- Exercise
Return each of the following records word for word, keeping every line unchanged and in its original order.

- Extracted material
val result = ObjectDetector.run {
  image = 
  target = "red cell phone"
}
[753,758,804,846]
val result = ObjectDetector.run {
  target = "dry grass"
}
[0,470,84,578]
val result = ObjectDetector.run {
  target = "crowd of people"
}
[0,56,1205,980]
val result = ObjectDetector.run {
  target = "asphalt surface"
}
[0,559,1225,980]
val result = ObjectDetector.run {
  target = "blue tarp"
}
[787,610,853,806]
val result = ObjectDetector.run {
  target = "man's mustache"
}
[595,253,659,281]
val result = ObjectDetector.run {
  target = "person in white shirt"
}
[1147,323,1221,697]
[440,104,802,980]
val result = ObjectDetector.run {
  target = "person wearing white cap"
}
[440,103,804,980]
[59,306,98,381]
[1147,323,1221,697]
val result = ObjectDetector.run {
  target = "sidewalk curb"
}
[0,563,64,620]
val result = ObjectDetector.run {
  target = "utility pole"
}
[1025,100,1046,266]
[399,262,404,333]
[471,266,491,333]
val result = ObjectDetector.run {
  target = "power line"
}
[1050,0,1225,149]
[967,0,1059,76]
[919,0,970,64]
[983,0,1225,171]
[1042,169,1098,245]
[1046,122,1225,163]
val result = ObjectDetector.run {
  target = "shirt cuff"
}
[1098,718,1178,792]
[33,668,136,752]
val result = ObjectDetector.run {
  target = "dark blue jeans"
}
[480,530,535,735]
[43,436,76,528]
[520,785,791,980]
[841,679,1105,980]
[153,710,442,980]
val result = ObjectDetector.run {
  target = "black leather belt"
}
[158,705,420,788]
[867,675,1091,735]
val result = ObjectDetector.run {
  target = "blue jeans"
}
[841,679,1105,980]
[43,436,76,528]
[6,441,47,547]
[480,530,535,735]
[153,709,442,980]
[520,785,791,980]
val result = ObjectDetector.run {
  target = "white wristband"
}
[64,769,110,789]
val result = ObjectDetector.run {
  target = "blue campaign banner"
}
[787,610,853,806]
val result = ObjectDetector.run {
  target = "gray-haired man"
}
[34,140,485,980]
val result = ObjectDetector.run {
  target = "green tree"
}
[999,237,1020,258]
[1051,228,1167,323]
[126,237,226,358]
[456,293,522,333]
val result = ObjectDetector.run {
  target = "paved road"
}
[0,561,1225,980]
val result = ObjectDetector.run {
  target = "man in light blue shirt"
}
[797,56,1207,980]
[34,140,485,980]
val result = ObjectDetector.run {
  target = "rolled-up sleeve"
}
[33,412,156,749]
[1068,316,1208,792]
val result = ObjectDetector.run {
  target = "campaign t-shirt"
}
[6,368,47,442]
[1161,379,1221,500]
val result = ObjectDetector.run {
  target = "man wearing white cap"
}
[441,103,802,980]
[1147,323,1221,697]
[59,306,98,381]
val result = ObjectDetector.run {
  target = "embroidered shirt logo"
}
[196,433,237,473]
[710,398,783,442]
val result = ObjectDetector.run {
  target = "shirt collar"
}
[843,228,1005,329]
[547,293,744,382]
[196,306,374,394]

- Exercise response
val result = ObjectDetector.run {
  image = 
  target = "red cell phone"
}
[753,758,804,846]
val result = ObjectDetector.run {
  target = "dry grass"
}
[0,470,84,578]
val result = ObjectDetector.run {
  target = "crowd of people"
}
[0,56,1205,980]
val result = ObjectDetector.run {
  target = "asphalt surface"
}
[0,559,1225,980]
val result = ObjectDetector.run {
  target = "blue tarp"
}
[787,610,853,806]
val result = ObjectDetector.run {
  target = "man's mustache"
}
[595,253,659,281]
val result = ObjectDetector.run {
  target = "person in white shirt"
}
[1147,323,1221,697]
[440,104,802,980]
val result = ObjectDetector.run {
  target = "person wearing white cap"
}
[440,103,804,980]
[59,306,98,381]
[1147,323,1221,697]
val result = ObjectDetector.run {
  target = "sidewalk curb"
}
[0,563,64,620]
val result = ObjectDetector.run {
  target = "utility pole"
}
[1025,100,1046,266]
[399,262,404,333]
[471,266,491,333]
val result = ObjectDetector.run {
  target = "power line"
}
[1050,0,1225,149]
[967,0,1059,76]
[919,0,970,64]
[983,0,1225,171]
[1042,169,1098,245]
[1046,122,1225,163]
val result = ObjectDetector.run {
  target = "shirt cuff"
}
[1098,718,1178,792]
[33,668,136,752]
val result = ObjectDetector.run {
  target = "dark blue jeans"
}
[480,530,535,735]
[43,436,76,528]
[520,785,791,980]
[841,679,1105,980]
[153,710,442,980]
val result = ObjectDetector.run {
  target = "black leather belt"
}
[158,705,420,788]
[867,675,1091,735]
val result = ObjectDetector.run {
  target = "blue jeans"
}
[841,679,1105,980]
[43,436,76,528]
[6,441,47,547]
[480,530,535,735]
[153,709,442,980]
[520,785,791,980]
val result = ObjectDetector.run {
  target = "white wristband"
}
[64,769,110,789]
val result = ObjectDetector.run {
  target = "blue campaign banner"
}
[787,610,853,806]
val result = ObjectDetector.run {
  target = "gray-haired man"
}
[34,140,485,980]
val result = ObjectDetector.run {
  target = "green tree"
}
[999,237,1020,258]
[1051,228,1167,323]
[126,237,226,358]
[456,293,522,333]
val result = ObjectDetector.run {
  target = "paved road"
}
[0,561,1225,980]
val result = ObjectDetector.run {
  target = "man in light blue shirt"
}
[797,56,1207,980]
[34,140,485,980]
val result = ObjectDetector.run {
  target = "rolled-up sleeve"
}
[33,412,156,749]
[1068,316,1208,792]
val result = ObjectDetector.run {
  target = "campaign t-shirt"
}
[6,368,47,442]
[1161,379,1221,500]
val result = ObjectDetector.run {
  target = "man wearing white cap"
}
[441,103,802,980]
[1147,323,1221,697]
[59,306,98,381]
val result = ObjectDetector.run {
  target = "embroidered shirt logo"
}
[196,433,237,473]
[710,398,783,442]
val result = ObjectDetector.run {
  target = "shirt collar"
}
[843,228,1005,329]
[547,293,744,382]
[196,306,374,394]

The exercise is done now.